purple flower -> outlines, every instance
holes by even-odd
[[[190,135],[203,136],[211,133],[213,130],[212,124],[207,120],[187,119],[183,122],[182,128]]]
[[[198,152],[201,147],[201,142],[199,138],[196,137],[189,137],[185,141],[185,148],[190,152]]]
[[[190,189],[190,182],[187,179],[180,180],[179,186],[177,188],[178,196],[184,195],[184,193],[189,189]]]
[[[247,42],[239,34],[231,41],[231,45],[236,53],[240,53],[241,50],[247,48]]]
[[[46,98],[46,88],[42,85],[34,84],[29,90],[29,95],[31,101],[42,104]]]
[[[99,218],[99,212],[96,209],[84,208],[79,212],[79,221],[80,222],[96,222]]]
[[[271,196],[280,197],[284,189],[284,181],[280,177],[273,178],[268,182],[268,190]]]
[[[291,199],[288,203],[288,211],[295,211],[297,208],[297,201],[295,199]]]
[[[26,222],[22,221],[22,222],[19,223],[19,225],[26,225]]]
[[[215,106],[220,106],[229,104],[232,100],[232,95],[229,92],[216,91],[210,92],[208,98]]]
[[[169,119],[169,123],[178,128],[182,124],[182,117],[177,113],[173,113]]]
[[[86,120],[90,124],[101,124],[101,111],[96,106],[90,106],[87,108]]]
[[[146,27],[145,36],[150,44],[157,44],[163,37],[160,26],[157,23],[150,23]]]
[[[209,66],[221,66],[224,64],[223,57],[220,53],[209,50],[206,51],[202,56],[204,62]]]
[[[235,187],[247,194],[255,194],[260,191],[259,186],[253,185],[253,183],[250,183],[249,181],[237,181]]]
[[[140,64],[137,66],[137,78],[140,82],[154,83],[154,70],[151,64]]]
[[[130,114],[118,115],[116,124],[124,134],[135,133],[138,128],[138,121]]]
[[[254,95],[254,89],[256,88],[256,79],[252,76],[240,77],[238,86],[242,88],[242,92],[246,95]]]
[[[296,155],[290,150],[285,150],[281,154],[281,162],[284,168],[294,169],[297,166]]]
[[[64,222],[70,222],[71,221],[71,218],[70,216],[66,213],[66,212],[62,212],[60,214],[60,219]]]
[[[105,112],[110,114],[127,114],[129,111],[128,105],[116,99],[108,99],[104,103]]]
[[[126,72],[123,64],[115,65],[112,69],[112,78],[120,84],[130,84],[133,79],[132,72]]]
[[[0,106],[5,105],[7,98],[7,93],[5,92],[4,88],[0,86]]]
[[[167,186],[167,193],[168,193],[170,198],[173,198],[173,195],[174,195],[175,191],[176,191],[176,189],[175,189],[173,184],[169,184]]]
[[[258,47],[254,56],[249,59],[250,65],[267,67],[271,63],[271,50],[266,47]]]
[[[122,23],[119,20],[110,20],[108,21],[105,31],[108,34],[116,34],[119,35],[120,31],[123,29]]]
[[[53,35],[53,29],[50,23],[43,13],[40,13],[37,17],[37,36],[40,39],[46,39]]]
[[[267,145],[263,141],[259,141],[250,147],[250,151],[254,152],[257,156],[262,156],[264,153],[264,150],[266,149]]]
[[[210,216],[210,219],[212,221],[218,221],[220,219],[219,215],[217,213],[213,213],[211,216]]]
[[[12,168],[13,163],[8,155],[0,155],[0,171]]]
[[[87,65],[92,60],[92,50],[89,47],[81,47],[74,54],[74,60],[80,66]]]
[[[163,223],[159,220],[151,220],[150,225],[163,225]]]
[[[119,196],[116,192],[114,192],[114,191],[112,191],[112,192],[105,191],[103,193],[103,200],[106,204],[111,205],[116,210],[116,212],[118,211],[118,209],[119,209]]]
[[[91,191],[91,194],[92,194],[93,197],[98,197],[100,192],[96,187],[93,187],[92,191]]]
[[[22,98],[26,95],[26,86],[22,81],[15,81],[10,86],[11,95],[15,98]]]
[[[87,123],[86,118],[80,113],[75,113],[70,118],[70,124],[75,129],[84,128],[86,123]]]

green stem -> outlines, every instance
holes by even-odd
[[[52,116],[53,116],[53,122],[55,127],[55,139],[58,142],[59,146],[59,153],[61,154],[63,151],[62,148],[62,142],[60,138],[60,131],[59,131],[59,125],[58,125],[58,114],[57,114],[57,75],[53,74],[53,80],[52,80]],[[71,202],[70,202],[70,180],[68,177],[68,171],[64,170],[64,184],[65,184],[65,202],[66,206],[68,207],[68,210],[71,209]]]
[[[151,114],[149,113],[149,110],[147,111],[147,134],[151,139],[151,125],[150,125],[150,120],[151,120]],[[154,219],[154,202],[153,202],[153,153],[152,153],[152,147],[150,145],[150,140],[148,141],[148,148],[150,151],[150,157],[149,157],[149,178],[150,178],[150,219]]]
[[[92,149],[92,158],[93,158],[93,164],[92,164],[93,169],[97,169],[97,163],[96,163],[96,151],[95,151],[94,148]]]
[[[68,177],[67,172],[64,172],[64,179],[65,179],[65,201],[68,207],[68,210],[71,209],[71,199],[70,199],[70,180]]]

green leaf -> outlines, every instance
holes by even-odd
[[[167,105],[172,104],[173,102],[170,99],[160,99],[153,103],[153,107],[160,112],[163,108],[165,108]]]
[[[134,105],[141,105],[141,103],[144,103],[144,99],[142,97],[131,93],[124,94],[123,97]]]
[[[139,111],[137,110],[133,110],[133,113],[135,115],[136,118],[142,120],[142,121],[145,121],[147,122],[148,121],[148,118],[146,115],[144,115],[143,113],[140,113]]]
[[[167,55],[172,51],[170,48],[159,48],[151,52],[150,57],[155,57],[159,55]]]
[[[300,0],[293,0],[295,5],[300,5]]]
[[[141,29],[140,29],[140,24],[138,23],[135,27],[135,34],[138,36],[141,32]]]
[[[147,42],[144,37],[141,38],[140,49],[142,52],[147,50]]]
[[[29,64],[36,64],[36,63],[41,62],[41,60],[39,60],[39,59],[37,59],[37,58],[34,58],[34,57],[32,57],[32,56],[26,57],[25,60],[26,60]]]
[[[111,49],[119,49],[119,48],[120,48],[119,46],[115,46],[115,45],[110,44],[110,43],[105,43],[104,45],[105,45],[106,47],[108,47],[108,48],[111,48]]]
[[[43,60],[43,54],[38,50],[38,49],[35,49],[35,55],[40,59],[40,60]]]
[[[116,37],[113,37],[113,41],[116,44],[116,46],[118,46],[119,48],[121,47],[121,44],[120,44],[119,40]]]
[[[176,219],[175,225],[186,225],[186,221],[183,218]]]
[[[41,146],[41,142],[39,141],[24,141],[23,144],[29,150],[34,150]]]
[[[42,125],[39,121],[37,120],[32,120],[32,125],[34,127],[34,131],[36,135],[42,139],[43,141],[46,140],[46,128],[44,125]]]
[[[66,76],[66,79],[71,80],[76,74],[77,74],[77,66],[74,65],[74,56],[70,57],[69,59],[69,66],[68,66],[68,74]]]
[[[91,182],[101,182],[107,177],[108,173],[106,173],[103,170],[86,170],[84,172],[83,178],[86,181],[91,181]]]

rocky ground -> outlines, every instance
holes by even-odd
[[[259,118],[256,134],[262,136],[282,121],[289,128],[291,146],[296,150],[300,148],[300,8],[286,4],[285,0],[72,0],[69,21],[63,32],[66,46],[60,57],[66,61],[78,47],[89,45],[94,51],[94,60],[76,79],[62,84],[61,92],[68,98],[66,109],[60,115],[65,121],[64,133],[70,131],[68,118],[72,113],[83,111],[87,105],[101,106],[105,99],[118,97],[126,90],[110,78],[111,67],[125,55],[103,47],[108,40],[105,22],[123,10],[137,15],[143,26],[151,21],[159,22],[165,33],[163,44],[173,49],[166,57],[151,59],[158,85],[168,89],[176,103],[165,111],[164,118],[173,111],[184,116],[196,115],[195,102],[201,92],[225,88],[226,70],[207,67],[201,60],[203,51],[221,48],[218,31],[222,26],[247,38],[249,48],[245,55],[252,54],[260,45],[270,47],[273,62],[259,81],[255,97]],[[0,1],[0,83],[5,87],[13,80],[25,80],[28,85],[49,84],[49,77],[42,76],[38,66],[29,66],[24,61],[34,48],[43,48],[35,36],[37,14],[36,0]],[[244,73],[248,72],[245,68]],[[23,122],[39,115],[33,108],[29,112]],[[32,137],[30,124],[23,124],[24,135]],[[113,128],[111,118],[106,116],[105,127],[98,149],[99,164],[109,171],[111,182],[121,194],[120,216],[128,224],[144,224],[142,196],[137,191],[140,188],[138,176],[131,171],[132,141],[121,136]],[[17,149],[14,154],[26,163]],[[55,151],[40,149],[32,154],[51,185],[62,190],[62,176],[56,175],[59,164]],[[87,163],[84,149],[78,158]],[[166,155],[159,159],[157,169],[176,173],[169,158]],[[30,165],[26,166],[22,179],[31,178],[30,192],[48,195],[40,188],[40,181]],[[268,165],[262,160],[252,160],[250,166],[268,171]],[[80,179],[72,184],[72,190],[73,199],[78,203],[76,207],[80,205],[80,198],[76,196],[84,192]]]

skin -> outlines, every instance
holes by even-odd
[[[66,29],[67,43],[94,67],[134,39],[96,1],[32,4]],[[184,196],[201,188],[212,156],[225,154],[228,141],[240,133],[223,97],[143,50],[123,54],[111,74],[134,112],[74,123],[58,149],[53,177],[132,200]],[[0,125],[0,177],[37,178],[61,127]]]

## Your task
Going through the material above, how many lines contain the word "outlines"? Write only the number.

## Output of the task
5